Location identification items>
┄┄┄┄┄┄┄┄┄┄

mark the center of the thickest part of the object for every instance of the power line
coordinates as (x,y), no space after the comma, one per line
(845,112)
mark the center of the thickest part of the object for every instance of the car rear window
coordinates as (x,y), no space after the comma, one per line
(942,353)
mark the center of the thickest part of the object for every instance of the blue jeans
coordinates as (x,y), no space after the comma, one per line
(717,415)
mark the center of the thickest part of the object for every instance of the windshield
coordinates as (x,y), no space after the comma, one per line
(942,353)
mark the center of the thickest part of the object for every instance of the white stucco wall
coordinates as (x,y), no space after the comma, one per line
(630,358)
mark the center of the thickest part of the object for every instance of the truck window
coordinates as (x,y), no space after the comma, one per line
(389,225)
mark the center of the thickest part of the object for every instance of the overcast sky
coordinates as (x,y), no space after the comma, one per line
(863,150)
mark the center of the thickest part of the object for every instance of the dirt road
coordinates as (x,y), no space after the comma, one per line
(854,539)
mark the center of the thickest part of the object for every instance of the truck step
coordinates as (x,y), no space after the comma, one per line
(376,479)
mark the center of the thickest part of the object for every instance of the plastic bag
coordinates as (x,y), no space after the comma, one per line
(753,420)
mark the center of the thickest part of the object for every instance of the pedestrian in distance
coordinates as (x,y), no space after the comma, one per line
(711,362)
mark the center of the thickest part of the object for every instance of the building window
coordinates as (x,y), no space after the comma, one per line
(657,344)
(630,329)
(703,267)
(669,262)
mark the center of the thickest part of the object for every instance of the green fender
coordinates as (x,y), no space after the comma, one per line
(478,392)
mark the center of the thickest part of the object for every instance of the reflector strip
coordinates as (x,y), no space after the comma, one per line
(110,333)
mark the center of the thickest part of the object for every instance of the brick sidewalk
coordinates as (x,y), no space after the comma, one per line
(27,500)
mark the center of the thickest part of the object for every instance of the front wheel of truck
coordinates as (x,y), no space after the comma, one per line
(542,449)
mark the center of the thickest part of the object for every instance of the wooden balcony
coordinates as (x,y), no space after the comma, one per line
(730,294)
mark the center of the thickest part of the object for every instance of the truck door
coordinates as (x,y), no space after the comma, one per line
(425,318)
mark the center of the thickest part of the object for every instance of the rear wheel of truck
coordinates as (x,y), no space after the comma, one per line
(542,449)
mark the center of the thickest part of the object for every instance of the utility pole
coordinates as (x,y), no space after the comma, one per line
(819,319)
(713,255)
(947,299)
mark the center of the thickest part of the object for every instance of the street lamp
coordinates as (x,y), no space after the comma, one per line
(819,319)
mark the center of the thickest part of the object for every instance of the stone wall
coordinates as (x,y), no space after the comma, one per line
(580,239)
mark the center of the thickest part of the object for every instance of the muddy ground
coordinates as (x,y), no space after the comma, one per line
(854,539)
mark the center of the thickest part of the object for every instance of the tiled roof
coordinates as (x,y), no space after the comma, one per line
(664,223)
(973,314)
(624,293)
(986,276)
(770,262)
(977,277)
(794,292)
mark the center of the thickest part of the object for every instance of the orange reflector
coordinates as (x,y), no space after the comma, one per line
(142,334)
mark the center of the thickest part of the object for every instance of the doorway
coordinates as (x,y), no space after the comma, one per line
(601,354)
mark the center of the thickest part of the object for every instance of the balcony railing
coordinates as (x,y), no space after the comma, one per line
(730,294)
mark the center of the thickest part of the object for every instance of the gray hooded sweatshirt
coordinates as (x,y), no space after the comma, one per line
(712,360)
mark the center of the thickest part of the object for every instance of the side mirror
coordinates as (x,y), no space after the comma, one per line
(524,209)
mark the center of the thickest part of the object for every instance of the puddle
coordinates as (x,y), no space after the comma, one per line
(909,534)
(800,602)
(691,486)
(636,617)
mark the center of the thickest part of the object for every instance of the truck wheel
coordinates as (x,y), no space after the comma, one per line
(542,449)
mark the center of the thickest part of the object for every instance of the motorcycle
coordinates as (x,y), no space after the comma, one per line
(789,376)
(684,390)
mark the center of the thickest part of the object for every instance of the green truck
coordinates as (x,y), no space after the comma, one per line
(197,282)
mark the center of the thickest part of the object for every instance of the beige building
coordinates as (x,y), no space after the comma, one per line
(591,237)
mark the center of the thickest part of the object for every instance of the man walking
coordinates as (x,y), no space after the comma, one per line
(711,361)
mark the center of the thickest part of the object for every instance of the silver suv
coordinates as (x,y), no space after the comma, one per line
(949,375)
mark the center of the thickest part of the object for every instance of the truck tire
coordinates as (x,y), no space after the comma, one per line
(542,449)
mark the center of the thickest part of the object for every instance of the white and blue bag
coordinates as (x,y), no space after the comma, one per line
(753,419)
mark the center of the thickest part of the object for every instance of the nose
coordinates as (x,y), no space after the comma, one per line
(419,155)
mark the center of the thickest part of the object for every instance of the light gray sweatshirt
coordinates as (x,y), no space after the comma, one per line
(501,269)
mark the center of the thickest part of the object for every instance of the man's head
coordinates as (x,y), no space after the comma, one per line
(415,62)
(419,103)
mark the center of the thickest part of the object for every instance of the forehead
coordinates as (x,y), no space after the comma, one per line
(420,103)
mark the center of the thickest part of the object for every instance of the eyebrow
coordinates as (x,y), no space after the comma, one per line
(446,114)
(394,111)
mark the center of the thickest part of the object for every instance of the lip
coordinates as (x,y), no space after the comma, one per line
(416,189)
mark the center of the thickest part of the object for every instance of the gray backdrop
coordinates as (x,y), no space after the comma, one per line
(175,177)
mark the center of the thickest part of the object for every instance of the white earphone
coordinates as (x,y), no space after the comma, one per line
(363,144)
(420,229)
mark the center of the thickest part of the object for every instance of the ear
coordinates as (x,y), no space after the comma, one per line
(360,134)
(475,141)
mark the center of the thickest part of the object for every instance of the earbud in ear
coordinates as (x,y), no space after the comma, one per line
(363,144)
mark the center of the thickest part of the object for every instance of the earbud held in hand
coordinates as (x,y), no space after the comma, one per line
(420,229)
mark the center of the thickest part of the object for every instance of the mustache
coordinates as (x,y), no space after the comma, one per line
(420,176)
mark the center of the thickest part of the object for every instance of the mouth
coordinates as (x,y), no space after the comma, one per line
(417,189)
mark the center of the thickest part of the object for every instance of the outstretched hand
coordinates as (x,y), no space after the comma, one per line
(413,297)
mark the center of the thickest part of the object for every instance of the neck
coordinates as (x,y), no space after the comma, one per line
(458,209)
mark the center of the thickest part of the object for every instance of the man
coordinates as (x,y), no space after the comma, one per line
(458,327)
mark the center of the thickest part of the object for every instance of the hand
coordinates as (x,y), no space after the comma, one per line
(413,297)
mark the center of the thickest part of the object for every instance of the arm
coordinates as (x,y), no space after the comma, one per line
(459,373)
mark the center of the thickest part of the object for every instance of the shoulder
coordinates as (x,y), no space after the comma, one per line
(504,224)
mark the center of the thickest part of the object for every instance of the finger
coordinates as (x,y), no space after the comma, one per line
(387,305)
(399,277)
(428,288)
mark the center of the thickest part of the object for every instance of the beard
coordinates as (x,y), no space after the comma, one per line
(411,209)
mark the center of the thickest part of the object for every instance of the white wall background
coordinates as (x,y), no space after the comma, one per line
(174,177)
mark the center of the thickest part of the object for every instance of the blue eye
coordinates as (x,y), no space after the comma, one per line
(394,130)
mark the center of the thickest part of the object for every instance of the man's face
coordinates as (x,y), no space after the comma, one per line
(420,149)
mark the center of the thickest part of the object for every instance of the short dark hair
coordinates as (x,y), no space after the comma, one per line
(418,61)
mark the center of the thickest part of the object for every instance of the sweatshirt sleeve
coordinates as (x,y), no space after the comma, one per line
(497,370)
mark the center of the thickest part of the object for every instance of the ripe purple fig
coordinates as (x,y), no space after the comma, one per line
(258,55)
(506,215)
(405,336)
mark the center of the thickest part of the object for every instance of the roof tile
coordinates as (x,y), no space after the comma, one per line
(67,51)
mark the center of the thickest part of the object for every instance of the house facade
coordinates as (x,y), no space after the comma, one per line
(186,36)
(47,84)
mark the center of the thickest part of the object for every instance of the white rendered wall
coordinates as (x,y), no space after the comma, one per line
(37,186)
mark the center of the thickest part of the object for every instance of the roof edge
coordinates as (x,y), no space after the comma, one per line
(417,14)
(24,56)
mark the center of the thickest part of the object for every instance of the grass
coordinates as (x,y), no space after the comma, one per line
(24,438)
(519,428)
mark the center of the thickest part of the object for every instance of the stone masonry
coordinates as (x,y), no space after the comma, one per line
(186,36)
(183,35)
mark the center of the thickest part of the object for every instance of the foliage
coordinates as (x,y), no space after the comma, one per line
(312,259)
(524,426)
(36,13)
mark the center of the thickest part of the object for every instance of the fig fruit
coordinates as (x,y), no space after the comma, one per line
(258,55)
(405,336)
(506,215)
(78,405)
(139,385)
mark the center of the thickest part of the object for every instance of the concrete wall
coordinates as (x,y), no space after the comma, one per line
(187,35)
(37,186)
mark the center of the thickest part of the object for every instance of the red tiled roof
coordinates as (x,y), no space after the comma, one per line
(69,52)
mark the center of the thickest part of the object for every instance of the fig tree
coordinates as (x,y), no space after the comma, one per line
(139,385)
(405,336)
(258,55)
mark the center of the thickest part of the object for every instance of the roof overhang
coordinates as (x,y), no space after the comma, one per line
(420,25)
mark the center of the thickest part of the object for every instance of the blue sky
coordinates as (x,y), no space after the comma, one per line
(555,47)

┄┄┄┄┄┄┄┄┄┄

Given task>
Look above for the line containing "the concrete wall"; copy from it through the last line, exactly, and nothing more.

Output for this task>
mark the center of the thickest part of the object for every instance of the concrete wall
coordinates as (x,y), no space after the comma, one per line
(187,35)
(37,186)
mark the center of the thickest part of the object for every instance of the red tiled roof
coordinates as (x,y), no space after the comma, one per line
(69,52)
mark the center of the thickest part of the object for every instance of the fig tree
coordinates as (x,y), no space after the comma, one per line
(139,385)
(405,336)
(258,55)
mark the center of the thickest part of the object for every instance of the roof overhang
coordinates as (x,y), no space after the comma, one per line
(420,25)
mark the center of the thickest part of the object for every instance of the blue sky
coordinates as (x,y), no space after the comma, one per line
(555,47)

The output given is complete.